■ **What is expected**: What is wanted is every record, duplicated word for word.

*** Opening of Exercise inputs ***

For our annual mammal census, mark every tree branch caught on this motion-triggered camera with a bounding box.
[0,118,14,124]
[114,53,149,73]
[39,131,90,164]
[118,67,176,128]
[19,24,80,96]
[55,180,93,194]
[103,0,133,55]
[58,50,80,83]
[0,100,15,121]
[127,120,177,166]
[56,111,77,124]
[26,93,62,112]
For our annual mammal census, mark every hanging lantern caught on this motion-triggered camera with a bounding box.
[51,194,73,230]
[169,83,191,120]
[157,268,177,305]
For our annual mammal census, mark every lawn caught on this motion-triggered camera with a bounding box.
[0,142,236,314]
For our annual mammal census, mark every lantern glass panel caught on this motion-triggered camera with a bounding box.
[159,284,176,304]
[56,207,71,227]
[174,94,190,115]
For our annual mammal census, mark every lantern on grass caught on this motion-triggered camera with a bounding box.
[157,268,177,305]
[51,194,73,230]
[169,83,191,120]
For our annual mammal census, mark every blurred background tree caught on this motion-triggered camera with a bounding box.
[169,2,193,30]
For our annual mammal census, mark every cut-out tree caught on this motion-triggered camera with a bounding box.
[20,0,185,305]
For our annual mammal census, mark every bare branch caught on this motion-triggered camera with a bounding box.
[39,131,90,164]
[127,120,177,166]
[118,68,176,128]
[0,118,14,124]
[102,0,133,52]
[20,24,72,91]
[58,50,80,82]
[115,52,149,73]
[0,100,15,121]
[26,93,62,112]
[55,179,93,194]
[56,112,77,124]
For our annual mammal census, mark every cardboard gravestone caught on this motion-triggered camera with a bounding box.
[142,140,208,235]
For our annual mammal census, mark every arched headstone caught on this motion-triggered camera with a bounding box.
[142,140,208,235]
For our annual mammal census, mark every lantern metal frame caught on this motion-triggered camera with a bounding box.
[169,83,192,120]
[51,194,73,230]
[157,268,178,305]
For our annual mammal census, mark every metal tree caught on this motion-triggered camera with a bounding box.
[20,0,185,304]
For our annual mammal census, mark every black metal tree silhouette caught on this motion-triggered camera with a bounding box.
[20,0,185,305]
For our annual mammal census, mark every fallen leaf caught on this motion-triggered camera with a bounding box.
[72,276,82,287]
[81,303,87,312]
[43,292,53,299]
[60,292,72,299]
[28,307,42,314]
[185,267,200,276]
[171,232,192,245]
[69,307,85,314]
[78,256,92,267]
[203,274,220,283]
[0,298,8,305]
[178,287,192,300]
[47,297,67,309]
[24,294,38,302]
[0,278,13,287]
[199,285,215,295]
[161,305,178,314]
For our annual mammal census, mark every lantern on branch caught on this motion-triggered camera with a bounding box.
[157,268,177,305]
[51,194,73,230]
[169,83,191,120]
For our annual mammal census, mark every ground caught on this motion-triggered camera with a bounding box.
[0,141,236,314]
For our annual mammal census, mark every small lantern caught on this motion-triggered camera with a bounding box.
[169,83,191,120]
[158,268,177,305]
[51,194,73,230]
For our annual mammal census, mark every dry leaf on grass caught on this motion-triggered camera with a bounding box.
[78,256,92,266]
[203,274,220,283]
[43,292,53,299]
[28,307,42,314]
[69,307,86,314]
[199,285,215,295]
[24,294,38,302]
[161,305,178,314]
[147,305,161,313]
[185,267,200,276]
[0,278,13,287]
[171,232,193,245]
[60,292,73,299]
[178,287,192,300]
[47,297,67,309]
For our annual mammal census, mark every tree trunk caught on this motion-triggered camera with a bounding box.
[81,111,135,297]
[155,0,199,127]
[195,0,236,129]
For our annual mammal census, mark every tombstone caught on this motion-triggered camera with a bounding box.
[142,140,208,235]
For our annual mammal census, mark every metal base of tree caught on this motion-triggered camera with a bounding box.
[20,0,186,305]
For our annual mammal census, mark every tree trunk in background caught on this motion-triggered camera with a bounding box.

*** Close of Exercise inputs ***

■ **Result**:
For our annual mammal census, mark every tree branch caught on this motion-triggered camera with a bounding box.
[0,118,14,124]
[114,53,149,73]
[39,131,90,164]
[118,67,176,128]
[19,24,80,96]
[55,180,93,194]
[103,0,133,55]
[58,50,80,83]
[0,100,15,121]
[127,120,177,166]
[56,111,77,124]
[26,93,62,112]
For our annual mammal census, mark every hanging lantern caught on this motion-triggered camera with a bounding box.
[51,194,73,230]
[169,83,191,120]
[157,268,177,305]
For our annual mammal census, mark every lawn caught on this motion-triggered camera with a bounding box.
[0,142,236,314]
For our annual mammal census, mark every lantern glass panel caught on this motion-triggered camera with a bounding box.
[159,284,176,304]
[56,207,71,227]
[174,94,190,115]
For our annual mammal census, mark every lantern on grass caught on this motion-triggered camera with a bounding box.
[157,268,177,305]
[51,194,73,230]
[169,83,191,120]
For our annual mammal census, mark every blurred background tree caught on this motion-triggered camera with a bounding box.
[169,2,193,30]
For our annual mammal census, mark every cut-out tree caught on this motion-triggered camera with a bounding box.
[20,0,185,305]
For our annual mammal census, mark every bare branch caught on this motion-triggered camera with a bounding box.
[39,131,90,164]
[127,120,177,166]
[118,68,176,128]
[0,118,14,124]
[102,0,133,52]
[20,24,72,91]
[58,50,80,82]
[115,52,149,73]
[0,100,15,121]
[26,93,62,112]
[55,179,93,194]
[56,112,77,124]
For our annual mammal census, mark every cardboard gravestone caught on this motion-triggered camera with a bounding box.
[142,140,208,235]
For our annual mammal census, mark every arched headstone caught on this motion-triggered camera with a bounding box.
[142,140,208,235]
For our annual mammal census, mark every lantern metal frame caught on this motion-triggered camera with a bounding box.
[169,83,192,120]
[51,194,73,230]
[157,268,178,305]
For our annual mammal census, mark every metal tree caught on this motion-triggered camera with a bounding box.
[20,0,185,304]
For our annual mammal census, mark every black metal tree silhouette caught on this motion-triggered camera with a bounding box.
[20,0,185,305]
For our annual mammal census, mark every fallen leaf caught on this motion-triggered camera with a bounding box.
[72,276,82,287]
[81,303,87,312]
[43,292,53,299]
[60,292,72,299]
[28,307,42,314]
[185,267,200,276]
[171,232,192,245]
[69,307,85,314]
[78,256,92,267]
[203,274,220,283]
[0,298,8,305]
[178,287,192,300]
[47,297,67,309]
[24,294,38,302]
[0,278,13,287]
[199,285,215,295]
[161,305,178,314]
For our annual mammal census, mark every lantern on branch caught on this motion-triggered camera with a bounding box.
[157,268,177,305]
[51,194,73,230]
[169,83,191,120]
For our annual mammal census, mark every ground caught on this motion-triggered camera with a bounding box.
[0,141,236,314]
For our annual mammal census, mark every small lantern caught on this motion-triggered camera with a bounding box.
[169,83,191,120]
[158,268,177,305]
[51,194,73,230]
For our annual mammal census, mark every dry leaf on grass caught on this motion-triggered camera with a bounding box.
[78,256,92,266]
[203,274,220,283]
[43,292,53,299]
[28,307,42,314]
[69,307,86,314]
[199,285,215,295]
[24,294,38,302]
[161,305,178,314]
[147,305,161,313]
[185,267,200,276]
[0,278,13,287]
[171,232,193,245]
[60,292,73,299]
[178,287,192,300]
[47,297,67,309]
For our annual mammal census, mark every tree trunk caught on this motion-triggered camera with a bounding box.
[81,111,135,297]
[155,0,199,127]
[195,0,236,129]
For our annual mammal census, mark every tombstone caught on this motion-triggered camera with a bounding box.
[142,140,208,235]
For our annual mammal census, mark every metal base of tree caught on this motion-triggered camera with a bounding box.
[20,0,186,305]
For our annual mammal census, mark every tree trunk in background caught on this motion-triggered camera with a bounding box.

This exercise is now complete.